When we got to the station he wouldn't drop us in front. He insisted on going in with us to make sure we got tickets. Julian and I exchanged looks; Jackson was far out but I totally trusted the fact that he wanted to help us. So we left our bags in the car and he went with us to the ticket counter. The lady behind the counter hit her hand on top of her fist and said, “Sorry, full! It’s the week before Christmas, we’ve been full for a month.” Jackson said, “See?” and started walking away. We asked him to wait a couple more minutes and we got in the back of the line to speak to the ticket lady again. When we got to the front, we asked if she could double check that there weren't any seats. She said, “No seats,” without looking up. We continued standing at the counter. Julian, who usually stays quiet in this type of situation, spoke up and asked with the utmost sincerity, “Anything changed in the last thirty seconds?” She looked up, “Oh, maybe. Stay here,” she said and got up from her desk.
Julian waited for her to return and I - worrying Julian might not be aggressive enough with her, but remembering my commitment to be his first mate - walked back over to where Jackson was standing. Together we looked at the line of people waiting to board the train. The station was packed. Yes, there were only black people in the station; Jackson was right about that. I pointed out that everyone looked like they were getting ready for Christmas – families carrying bags of presents and boxes of candy, kids running around, tugging at their grandparents’ arms. He looked at me and shrugged his shoulders. “Yeah, these train riders actually look all right today,” he said.

Parts of the exercise.
[A] According to the train station passage, why did the lady at the ticket counter first say there were no seats? Answer in one to three sentences.
[B] Resume the train station passage from the point where it stops.
The rows that come after the train station passage are not needed.

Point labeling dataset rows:
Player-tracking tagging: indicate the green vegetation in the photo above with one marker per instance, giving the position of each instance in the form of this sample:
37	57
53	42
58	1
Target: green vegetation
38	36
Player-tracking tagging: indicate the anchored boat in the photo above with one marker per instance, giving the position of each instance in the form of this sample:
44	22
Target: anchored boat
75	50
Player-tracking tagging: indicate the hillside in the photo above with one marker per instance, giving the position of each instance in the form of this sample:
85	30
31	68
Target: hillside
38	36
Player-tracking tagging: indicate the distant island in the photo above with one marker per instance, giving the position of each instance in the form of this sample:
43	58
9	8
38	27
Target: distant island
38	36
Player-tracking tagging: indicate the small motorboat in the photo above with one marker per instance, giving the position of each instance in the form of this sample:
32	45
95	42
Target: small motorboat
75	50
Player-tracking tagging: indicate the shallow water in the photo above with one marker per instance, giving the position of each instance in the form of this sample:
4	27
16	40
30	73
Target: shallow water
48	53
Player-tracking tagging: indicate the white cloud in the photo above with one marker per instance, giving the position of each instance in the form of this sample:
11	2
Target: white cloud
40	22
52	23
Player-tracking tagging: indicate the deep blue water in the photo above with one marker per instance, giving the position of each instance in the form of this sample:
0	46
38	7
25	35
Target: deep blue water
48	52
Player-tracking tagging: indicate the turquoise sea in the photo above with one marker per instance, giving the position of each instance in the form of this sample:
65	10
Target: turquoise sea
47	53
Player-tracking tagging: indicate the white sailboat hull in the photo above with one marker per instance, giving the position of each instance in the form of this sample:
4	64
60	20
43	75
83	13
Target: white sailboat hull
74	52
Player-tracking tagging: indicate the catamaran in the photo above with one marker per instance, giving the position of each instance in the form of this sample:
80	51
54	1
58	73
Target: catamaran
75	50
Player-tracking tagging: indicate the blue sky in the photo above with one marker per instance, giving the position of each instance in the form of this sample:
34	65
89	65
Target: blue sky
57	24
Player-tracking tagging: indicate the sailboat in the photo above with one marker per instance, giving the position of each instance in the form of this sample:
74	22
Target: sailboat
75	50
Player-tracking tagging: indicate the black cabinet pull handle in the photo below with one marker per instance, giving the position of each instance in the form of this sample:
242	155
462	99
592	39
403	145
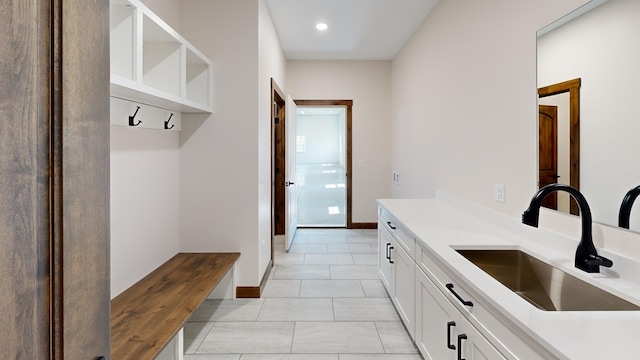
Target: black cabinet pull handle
450	324
460	338
464	302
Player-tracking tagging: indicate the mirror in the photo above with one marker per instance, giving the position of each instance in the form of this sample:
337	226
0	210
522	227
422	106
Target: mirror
598	45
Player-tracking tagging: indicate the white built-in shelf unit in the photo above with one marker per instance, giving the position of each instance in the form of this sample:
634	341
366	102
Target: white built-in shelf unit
152	64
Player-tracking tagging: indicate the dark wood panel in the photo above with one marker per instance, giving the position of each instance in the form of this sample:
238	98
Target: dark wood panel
364	225
81	179
24	183
248	292
145	317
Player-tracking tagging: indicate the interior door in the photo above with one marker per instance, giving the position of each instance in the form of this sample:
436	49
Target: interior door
291	194
54	183
548	151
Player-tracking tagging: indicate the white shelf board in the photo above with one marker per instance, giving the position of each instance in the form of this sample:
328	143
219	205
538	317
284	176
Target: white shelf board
127	89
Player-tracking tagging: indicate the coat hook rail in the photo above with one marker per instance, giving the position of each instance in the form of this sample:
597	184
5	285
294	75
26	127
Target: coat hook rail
132	118
166	123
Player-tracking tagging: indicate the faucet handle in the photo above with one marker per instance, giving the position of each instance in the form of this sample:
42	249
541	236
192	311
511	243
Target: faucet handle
598	260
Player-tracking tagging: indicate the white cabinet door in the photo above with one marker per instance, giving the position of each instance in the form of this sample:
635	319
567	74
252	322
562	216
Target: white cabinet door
442	333
385	267
436	321
404	285
474	346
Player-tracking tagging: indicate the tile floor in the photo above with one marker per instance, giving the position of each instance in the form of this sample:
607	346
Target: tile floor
323	301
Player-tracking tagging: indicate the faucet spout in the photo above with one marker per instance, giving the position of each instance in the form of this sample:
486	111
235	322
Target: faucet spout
625	207
586	258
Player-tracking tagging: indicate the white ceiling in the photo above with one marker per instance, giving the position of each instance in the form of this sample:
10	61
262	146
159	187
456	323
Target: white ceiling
358	29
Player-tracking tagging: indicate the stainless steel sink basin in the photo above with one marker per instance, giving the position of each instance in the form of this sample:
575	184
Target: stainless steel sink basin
543	285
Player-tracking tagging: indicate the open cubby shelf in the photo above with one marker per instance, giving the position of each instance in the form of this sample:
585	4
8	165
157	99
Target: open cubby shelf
151	63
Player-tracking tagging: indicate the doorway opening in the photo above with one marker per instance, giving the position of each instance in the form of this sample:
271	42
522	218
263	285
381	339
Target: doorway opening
321	162
323	147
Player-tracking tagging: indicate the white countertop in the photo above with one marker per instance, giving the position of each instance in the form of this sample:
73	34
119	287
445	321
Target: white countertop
442	227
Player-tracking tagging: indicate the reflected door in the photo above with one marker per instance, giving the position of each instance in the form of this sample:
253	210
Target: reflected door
548	151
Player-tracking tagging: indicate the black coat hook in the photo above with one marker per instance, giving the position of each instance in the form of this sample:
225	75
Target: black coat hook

Results by task.
[A] She said the train was full because it was the week before Christmas. She added that they had been full for a month.

[B]
Julian came over, victorious, with two vouchers and said we had to go wait on the platform to see if they had a sleeper car for us. If not, they said they'd try to squeeze us in a seat. We got our bags and Jackson escorted us to the platform and waved us off.
I watched the train manager going back and forth on the platform. If I wasn’t being first mate, I would have been running up and down the platform with him, reminding him we were there, trying to charm him and saying we were flexible. I used all my might to sit next to Julian calmly as he waited for the train manager to come to us. The manager finally came over to us and said in a hushed voice, “I have an option for you but it is not allowed so just listen. You will sleep in a junior cabin in the staff quarters for half price.”
We smiled, gave each other high fives and he showed us to our room.
In the room, as Julian was making our beds, he looked up and said, “You are a good first mate.”
I smiled and said, “Yeah, thanks, this is so much fun.”
This is one of 30 untold stories of launching a global project (with my boyfriend, Julian) about love, story telling and connecting change makers.
Read all 30 days here: http://www.smithmag.net/community/people.php/HBOX
Throughout Vietnam, South Africa, and Uganda, we engaged with 650 everyday people working to make the world a better place to share their stories. Inevitably, there were parts of our adventures we couldn’t tell while on the road, because we were a start up trying to prove our merits as a serious social change project or because of nervous families monitoring our journey. But the truth is while we worked passionately to bring our dream project to life we also had an adventure of a lifetime. Here are the stories behind the stories of the Million Person Project: http://www.millionpersonproject.org.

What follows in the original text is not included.